- **Ziel der Aufgabe**:
Kannst du die Zeilen vom Beginn der Datensätze bis einschließlich der Zeile mit „x=334, y=228“ Wort für Wort unverändert herausziehen?

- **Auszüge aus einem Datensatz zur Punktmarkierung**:
-=-=-=-=-

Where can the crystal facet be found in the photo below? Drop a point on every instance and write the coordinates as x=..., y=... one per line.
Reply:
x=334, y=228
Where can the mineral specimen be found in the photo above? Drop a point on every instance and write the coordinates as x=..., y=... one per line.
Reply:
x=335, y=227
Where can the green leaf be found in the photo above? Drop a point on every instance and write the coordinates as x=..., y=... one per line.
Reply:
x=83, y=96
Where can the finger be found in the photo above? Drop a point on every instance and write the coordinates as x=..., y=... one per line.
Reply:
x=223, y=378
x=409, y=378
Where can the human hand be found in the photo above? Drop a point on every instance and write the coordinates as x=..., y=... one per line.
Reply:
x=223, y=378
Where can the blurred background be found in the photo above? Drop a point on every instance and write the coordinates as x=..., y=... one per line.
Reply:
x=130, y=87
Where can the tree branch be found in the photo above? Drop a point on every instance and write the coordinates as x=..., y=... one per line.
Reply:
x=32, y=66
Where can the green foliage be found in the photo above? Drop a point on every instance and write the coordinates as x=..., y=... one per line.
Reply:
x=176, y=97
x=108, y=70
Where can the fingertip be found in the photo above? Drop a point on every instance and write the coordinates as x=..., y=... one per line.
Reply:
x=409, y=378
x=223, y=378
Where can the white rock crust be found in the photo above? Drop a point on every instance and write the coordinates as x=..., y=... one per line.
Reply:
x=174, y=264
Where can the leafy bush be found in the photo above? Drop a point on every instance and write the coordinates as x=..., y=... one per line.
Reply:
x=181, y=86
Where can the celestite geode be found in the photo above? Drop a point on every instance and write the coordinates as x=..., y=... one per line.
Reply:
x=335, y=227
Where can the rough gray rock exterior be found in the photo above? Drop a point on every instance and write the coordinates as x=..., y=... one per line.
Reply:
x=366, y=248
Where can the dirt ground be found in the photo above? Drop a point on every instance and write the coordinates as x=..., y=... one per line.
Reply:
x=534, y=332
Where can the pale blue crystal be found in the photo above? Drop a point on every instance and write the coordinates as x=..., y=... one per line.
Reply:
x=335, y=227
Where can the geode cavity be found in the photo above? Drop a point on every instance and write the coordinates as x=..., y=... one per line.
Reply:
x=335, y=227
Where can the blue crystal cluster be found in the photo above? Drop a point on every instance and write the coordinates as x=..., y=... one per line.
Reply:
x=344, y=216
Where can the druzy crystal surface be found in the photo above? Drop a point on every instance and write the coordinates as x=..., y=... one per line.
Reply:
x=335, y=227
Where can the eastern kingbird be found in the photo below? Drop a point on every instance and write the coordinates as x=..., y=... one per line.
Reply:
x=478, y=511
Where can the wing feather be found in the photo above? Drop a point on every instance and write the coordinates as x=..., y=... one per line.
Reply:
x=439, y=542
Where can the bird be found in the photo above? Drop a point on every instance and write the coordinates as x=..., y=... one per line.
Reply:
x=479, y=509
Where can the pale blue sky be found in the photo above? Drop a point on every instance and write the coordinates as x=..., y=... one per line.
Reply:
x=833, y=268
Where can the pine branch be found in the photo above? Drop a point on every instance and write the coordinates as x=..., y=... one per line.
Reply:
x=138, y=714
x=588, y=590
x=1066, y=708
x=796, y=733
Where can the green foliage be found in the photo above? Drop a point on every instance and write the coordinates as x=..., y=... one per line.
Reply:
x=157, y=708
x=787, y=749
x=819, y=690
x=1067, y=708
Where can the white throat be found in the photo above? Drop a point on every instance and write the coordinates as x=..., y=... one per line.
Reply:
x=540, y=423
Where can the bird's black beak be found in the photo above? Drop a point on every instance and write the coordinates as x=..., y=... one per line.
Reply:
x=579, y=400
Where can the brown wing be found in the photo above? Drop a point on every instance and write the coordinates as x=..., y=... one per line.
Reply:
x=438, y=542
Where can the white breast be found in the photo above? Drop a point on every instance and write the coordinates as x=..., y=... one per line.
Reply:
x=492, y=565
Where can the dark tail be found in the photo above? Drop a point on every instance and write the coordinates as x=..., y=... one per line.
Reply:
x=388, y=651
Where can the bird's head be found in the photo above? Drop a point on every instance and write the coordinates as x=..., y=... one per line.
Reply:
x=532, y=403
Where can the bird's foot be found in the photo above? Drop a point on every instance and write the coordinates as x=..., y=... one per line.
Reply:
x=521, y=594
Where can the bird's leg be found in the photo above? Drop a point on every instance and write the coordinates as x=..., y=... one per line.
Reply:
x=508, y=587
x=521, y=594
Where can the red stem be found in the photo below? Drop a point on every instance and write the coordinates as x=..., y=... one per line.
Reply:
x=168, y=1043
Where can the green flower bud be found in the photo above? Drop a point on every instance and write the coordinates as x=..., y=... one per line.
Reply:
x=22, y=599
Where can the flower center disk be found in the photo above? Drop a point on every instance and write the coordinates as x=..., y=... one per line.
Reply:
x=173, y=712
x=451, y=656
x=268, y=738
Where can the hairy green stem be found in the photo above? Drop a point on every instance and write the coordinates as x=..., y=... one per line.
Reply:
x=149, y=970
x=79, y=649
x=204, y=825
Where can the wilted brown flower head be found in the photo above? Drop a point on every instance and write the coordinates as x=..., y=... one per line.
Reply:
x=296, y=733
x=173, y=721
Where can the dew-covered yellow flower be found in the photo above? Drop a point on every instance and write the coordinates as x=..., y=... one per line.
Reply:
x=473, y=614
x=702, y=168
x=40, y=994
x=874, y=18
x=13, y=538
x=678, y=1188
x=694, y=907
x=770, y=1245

-=-=-=-=-

- **Lösung der Aufgabe**:
Where can the crystal facet be found in the photo below? Drop a point on every instance and write the coordinates as x=..., y=... one per line.
Reply:
x=334, y=228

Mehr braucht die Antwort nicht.